How many lines in the entries below contain the string "shoe", counting only case-sensitive matches? Reply with the number alone.

'''

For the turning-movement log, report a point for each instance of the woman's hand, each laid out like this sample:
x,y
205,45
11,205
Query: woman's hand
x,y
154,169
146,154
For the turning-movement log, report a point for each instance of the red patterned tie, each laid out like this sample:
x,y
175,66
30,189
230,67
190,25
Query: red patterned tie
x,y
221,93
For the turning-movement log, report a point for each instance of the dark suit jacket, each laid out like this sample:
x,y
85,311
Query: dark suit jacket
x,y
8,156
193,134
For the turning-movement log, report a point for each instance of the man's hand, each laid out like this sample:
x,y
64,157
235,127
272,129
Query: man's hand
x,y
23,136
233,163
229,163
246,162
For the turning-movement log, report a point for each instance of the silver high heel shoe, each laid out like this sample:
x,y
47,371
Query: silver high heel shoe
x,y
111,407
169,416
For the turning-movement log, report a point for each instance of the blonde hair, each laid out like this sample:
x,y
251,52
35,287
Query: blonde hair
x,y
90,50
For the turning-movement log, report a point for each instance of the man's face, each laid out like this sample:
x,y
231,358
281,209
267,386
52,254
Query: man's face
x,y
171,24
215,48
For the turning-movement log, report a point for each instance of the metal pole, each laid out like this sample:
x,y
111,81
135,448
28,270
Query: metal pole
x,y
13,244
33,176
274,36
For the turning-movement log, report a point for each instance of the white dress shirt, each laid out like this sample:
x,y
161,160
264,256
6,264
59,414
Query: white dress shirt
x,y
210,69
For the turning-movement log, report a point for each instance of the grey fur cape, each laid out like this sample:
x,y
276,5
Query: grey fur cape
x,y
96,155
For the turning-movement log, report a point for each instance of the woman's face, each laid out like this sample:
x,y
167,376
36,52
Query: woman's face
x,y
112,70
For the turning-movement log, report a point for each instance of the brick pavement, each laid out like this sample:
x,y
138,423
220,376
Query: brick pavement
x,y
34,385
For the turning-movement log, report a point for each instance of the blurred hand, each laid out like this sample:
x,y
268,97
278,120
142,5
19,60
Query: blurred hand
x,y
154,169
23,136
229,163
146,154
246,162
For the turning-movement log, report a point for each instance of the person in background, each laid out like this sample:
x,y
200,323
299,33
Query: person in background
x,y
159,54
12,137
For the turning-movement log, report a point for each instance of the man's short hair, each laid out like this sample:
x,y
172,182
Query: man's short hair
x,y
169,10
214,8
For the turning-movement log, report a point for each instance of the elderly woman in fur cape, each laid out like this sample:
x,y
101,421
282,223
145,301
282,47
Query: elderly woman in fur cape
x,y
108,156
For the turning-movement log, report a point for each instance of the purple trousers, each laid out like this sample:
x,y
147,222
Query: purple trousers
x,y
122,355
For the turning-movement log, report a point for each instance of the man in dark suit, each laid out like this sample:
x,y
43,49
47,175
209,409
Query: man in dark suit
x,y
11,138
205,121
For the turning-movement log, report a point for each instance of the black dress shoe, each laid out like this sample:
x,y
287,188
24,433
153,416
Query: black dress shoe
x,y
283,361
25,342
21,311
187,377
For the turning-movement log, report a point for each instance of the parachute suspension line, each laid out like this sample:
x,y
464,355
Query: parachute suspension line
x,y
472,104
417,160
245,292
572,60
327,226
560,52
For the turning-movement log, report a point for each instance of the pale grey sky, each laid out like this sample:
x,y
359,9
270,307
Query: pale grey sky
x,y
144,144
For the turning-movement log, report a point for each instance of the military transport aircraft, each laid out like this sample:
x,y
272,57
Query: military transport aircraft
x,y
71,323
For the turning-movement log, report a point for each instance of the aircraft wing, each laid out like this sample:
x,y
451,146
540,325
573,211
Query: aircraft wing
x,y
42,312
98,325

'''
'''

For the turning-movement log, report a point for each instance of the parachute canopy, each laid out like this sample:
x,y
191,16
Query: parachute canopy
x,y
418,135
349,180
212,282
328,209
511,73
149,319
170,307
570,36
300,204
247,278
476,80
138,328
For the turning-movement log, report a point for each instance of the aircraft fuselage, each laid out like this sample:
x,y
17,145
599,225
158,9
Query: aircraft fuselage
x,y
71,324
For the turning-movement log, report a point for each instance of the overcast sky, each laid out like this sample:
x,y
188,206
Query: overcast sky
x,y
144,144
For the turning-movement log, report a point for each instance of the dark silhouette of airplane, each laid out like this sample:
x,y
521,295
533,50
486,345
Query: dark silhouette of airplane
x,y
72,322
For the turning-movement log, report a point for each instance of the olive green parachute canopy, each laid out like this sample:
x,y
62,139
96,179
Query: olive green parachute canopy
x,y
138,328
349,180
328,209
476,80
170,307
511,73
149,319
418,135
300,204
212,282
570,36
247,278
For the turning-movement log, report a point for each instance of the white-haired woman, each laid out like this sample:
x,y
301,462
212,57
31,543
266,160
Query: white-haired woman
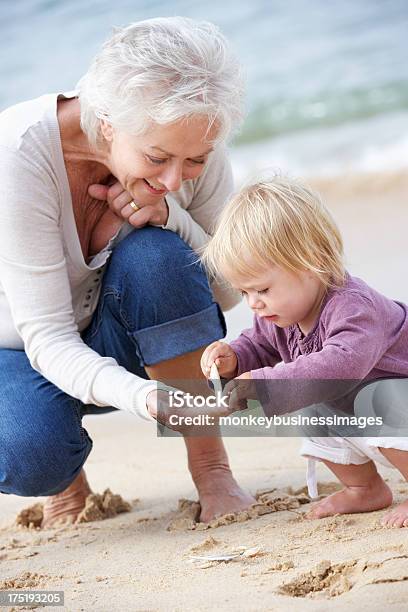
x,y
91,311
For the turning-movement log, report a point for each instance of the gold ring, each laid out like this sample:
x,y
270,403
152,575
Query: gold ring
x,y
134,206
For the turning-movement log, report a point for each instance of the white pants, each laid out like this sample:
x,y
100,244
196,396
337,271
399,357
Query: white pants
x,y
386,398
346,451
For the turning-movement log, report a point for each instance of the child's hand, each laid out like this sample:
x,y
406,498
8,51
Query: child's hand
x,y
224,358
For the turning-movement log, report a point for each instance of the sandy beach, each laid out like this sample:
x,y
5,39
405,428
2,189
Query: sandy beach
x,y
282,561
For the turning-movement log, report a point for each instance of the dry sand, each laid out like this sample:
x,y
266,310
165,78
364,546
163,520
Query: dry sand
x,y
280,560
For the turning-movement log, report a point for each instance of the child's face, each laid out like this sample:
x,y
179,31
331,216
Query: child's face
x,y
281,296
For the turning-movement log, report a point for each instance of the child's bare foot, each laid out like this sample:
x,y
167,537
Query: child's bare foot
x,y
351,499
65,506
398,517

'''

RESPONSE TO THIS TASK :: 4